### Exercise directions
Give the records once more, exactly as they stand.

### Material provided
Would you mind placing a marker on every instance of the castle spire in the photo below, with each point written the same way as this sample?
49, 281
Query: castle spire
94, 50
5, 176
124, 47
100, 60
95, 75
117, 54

### Solved exercise
Would you mind placing a marker on every instance of the castle spire in the photo below, with each point written the same way as this sample?
49, 281
Query: castle spire
94, 50
5, 176
124, 47
100, 60
95, 75
117, 54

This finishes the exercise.